Transcribe word for word the part of the passage on spdlog asynchronous logging that opens with the words containing "When the user logs" and closes with "the logger's sinks.".

▸ **DOCUMENT PASSAGE**
◆ ◆ ◆
Gabi Melman edited this page Apr 11, 2015 · 16 revisions

Asynchronous logging works be using the spdlog::async_logger.

To turn async mode on call spdlog::set_async_mode(q_size) //size must be power of 2 to tell spdlog to create async loggers from now on.

Each such logger has a queue with pre allocated slots and a worker thread.

When the user logs a message to an async logger the following happen:

  1. The next empty slot in the queue is used to store the log message. If the queue is full (exceeded it's max_size), the call blocks until there is room again.

  2. The worker thread pops the message from the queue and log the message using the logger's sinks.

  3. If an exception happens in the worker thread (e.g. failed logging to file) an exception will be re-thrown when the user calls the next log message. This way the user can be notified on errors happening in the worker thread.
◆ ◆ ◆
▸ **MATERIAL SHOWN**
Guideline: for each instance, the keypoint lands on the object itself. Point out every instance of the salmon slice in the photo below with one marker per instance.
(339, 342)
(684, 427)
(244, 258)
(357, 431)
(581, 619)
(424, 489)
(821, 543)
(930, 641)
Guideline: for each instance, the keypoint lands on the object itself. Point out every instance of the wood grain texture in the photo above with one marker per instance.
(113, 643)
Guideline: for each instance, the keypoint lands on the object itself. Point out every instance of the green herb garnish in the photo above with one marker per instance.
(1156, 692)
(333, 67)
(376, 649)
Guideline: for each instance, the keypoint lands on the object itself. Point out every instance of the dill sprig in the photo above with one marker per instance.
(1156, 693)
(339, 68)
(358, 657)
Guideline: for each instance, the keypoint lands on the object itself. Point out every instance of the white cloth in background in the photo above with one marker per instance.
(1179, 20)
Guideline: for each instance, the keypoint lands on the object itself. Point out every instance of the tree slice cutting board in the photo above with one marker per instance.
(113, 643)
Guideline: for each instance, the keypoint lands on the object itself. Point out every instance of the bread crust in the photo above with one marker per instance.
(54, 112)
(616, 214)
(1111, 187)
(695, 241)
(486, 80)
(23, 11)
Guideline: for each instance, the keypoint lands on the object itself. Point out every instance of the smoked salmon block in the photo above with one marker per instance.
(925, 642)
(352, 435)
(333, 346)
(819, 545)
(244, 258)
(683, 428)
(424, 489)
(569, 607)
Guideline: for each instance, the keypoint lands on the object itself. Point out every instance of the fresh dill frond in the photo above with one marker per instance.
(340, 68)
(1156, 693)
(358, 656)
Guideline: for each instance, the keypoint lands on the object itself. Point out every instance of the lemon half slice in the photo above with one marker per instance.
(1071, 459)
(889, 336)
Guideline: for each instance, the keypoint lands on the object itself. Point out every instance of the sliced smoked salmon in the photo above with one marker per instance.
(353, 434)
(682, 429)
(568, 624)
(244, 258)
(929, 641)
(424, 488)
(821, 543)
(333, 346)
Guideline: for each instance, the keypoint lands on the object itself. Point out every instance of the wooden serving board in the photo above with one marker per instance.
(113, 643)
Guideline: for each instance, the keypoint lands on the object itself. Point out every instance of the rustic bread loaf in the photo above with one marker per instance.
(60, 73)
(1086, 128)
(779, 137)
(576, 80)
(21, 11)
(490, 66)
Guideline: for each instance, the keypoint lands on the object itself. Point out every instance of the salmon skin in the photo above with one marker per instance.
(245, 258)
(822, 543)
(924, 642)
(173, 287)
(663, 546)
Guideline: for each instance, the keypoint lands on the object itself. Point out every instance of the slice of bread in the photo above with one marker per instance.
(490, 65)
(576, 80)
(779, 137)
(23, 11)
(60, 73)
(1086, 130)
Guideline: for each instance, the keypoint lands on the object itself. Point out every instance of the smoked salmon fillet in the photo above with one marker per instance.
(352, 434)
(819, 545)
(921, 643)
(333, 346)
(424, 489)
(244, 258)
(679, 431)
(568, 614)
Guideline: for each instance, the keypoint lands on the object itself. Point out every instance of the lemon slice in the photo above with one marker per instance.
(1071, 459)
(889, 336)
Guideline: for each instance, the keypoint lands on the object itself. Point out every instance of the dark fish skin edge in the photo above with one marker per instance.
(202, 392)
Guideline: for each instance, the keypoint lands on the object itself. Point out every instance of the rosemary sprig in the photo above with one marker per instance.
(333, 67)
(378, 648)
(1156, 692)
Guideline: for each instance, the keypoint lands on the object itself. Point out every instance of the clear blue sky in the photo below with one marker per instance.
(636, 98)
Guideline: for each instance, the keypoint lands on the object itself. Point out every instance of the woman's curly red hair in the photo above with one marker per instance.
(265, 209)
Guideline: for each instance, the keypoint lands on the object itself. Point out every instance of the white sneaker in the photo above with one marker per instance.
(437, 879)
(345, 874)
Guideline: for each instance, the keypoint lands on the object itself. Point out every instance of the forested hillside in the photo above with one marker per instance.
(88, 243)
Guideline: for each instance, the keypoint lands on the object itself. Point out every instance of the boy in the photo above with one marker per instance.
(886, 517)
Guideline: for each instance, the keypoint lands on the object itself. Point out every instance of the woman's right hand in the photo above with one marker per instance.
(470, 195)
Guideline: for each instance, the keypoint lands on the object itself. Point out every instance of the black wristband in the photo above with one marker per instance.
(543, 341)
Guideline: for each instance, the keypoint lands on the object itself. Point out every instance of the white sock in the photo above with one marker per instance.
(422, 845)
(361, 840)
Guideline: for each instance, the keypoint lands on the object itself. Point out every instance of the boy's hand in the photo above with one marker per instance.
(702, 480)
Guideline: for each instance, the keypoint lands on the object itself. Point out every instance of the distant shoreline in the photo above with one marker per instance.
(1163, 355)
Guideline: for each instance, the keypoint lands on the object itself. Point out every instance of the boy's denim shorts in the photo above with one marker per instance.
◆ ◆ ◆
▸ **SOLUTION**
When the user logs a message to an async logger the following happen:

  1. The next empty slot in the queue is used to store the log message. If the queue is full (exceeded it's max_size), the call blocks until there is room again.

  2. The worker thread pops the message from the queue and log the message using the logger's sinks.